» **Quoted text**:
•••••

# Proposed Ordinance Could Make It A Crime To Call Police On People of color.



## RodneyFarva (Jan 18, 2007)

*Your daily dose of dumb.*

Grand Rapids, MI - Grand Rapids city leaders are considering a proposed human rights ordinance that would make it a criminal offense for citizens to call police on people of color if it is determined they haven't broken any laws.

The commission held a public hearing on the ordinance on April 23, to discuss "making it a criminal misdemeanor to racially profile people of color for participating in their lives," according to a city press release.
The proposed human rights ordinance defined a plethora of protected classes that have allegedly been the subjects of "biased crime reporting."

Under the proposed ordinance, citizens would be prohibited from "knowingly or recklessly" reporting crimes or potential crimes "if such report is based&#8230;on the individuals' membership in a protected class and not on a reasonable suspicion of criminal activity in consideration of all available facts and the totality of the circumstances."

Anyone determined to have violated the ordinance would face a potential $500 fine, according to WOOD. 
"They look bad because they approach individuals who are people of color, and it appears the police department is biased when really they're responding to phone calls made by the community and it appears that a number of those are motivated by people in a discriminatory way," he explained.

Resident Lisa Wood told the commission that she is in favor of the ordinance because she is concerned about the welfare of her biracial grandchildren, WOOD reported.

"I am appalled that I live in a city that has to have an ordinance that tells people not to call the police on people because of the color of their skin," Wood said. "I refuse to let them grow up in that kind of world."

Grand Rapids Diversity and Inclusion Manager Patti Caudill said that the ordinance is not intended to discourage people from placing 911 calls, according to MLive.

•••••

» **Material shown**:
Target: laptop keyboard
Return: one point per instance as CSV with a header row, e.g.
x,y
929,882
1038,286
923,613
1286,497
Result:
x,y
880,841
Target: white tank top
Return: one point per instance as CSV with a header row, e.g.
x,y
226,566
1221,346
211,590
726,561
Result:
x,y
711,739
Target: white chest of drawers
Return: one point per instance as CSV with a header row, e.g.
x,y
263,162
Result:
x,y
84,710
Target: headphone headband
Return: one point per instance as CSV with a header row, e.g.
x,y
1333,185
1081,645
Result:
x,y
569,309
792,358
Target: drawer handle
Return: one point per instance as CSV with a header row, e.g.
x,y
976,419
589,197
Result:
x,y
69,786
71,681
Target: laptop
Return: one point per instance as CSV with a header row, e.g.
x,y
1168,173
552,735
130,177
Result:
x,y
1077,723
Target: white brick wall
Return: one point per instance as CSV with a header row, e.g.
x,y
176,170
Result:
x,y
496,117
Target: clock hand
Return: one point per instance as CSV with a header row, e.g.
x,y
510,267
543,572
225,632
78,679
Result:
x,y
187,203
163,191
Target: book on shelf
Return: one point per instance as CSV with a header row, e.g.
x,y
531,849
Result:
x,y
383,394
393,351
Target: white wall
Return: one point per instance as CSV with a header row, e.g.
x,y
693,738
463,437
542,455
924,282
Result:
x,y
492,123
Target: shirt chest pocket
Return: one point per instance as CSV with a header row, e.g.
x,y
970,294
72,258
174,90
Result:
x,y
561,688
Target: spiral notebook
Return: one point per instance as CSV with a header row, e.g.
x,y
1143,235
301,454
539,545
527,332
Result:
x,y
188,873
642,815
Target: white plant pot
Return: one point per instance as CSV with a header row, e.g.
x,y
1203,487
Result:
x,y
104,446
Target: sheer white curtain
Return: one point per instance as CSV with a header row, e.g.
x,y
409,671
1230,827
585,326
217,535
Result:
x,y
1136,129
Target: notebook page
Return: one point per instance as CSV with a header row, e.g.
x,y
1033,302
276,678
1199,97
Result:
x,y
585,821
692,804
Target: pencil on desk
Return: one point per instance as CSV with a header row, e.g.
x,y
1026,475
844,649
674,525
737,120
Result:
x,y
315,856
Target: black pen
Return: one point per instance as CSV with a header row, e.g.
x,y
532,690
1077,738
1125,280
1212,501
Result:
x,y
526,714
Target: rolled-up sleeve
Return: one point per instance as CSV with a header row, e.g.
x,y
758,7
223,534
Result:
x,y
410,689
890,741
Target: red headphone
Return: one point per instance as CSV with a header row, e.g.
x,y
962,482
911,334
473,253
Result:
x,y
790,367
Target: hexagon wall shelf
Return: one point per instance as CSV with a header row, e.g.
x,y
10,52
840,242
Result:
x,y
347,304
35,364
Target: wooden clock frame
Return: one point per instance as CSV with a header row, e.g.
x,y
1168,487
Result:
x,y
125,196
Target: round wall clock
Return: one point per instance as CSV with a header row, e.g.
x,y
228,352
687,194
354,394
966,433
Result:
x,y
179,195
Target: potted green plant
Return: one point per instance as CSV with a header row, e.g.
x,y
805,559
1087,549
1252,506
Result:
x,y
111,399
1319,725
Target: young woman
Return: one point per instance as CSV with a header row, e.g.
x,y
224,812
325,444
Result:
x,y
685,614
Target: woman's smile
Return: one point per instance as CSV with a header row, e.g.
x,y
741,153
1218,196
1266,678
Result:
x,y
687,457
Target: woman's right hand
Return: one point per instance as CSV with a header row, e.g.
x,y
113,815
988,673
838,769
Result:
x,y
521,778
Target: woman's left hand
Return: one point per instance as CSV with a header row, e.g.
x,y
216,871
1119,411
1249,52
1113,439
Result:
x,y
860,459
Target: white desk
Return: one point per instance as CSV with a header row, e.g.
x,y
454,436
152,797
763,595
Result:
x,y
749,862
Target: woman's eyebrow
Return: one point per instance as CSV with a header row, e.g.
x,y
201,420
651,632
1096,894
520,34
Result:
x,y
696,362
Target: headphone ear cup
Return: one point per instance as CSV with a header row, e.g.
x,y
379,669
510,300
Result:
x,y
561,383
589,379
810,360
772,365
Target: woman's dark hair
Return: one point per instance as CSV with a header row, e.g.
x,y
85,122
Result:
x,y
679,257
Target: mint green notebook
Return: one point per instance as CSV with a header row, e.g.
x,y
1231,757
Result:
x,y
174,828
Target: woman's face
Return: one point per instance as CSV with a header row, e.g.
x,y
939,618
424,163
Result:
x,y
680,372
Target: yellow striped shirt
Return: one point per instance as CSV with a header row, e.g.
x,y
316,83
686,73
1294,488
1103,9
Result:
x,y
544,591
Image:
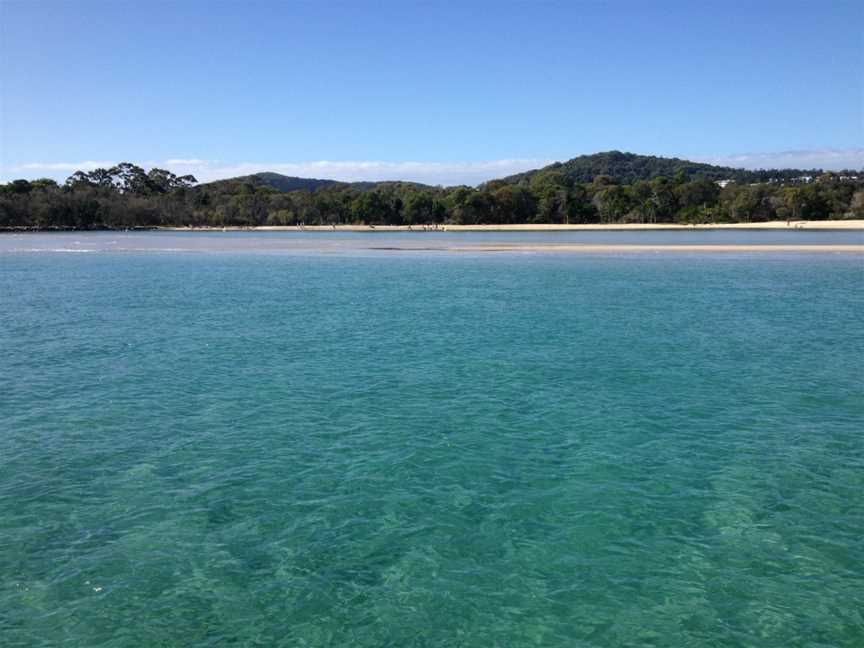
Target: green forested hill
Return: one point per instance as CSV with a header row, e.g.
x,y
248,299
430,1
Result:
x,y
627,168
609,187
292,183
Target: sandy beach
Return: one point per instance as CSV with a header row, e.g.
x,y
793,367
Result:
x,y
532,227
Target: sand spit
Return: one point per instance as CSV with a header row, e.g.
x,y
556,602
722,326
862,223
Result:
x,y
771,225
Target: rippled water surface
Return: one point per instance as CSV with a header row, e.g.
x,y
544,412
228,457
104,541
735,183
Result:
x,y
431,450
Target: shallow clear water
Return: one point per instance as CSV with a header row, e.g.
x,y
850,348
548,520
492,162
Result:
x,y
361,242
431,450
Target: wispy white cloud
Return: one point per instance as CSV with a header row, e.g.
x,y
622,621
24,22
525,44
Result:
x,y
828,159
434,173
49,167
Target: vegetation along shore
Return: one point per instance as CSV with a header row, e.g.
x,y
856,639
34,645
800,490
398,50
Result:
x,y
608,190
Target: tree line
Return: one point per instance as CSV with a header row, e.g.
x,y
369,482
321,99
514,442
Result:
x,y
127,196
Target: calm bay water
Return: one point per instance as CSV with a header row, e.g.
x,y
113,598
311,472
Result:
x,y
428,449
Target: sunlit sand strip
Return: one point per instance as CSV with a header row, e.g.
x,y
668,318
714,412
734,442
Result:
x,y
811,249
610,227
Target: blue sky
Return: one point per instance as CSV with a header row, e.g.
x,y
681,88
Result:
x,y
434,91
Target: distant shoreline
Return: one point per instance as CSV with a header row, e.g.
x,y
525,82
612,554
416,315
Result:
x,y
524,227
535,227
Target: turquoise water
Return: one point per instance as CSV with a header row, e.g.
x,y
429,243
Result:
x,y
428,449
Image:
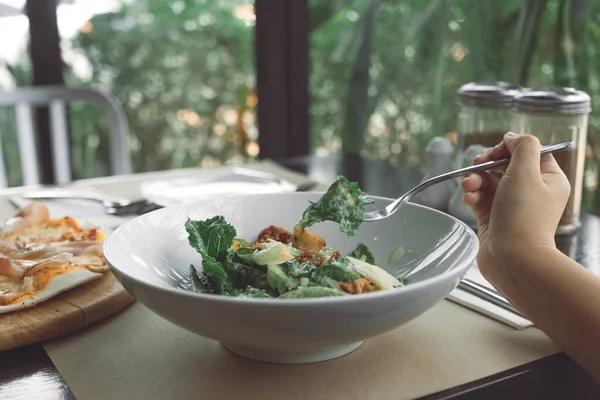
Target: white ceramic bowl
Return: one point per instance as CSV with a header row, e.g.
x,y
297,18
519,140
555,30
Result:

•••••

» **Given task A**:
Answer these questions from the post about the Grand Rapids ordinance, one line each:
(i) What fine could a person found in violation of the ordinance face?
(ii) Why does resident Lisa Wood support the ordinance?
(iii) According to Patti Caudill, what is the ordinance not intended to do?
» **Given task B**: Summarize the post about the Grand Rapids ordinance in two sentences.

» **Task output A**:
(i) A potential $500 fine.
(ii) She is concerned about the welfare of her biracial grandchildren.
(iii) It is not intended to discourage people from placing 911 calls.

» **Task output B**: Grand Rapids city leaders are considering a human rights ordinance that would make it a criminal offense to "knowingly or recklessly" report people of color to police based on their membership in a protected class rather than on reasonable suspicion, with violators facing a potential $500 fine. Resident Lisa Wood supported it out of concern for her biracial grandchildren, while Diversity and Inclusion Manager Patti Caudill said it is not intended to discourage 911 calls.